» **Objective 1**
In the passage on Beijing and Tsai, which publication ran Wang Weixing's assessment of her?
» **Objective 2**
From the passage on Beijing and Tsai, extract word for word the part that starts with the words containing "Taipei accused China" and ends with "of Military Sciences.".
··· Document segment
Taipei accused China of “extrajudicial abduction,” but Beijing insists it has the right to detain and try the Taiwanese.

Beijing’s abuse has also been aimed directly at Tsai. A long and thorough assessment of her was published this week in the International Herald Leader, a subsidiary of the state-controlled Xinhua news agency. The article was written by Wang Weixing, a council member of the Association for Relations Across the Taiwan Strait, Beijing’s arms-length organization for dealing unofficially with Taipei. Wang is also head of the foreign military studies department of the People’s Liberation Army Academy of Military Sciences.

What caught contemptuous international attention this week was that half way through the essay Wang comments that “as a politician who is single, Tsai is unencumbered by feelings of love, and is without constraints of a family or the need to care for children, her political style and action strategy commonly incline toward emotionalism, individualism and extremism.”
······
··· Collected data
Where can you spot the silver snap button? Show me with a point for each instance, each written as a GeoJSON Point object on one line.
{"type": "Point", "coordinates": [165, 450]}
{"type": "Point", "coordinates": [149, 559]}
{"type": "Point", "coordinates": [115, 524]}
······
» **Full solution 1**
The International Herald Leader, a subsidiary of the state-controlled Xinhua news agency.

» **Full solution 2**
Taipei accused China of “extrajudicial abduction,” but Beijing insists it has the right to detain and try the Taiwanese.

Beijing’s abuse has also been aimed directly at Tsai. A long and thorough assessment of her was published this week in the International Herald Leader, a subsidiary of the state-controlled Xinhua news agency. The article was written by Wang Weixing, a council member of the Association for Relations Across the Taiwan Strait, Beijing’s arms-length organization for dealing unofficially with Taipei. Wang is also head of the foreign military studies department of the People’s Liberation Army Academy of Military Sciences.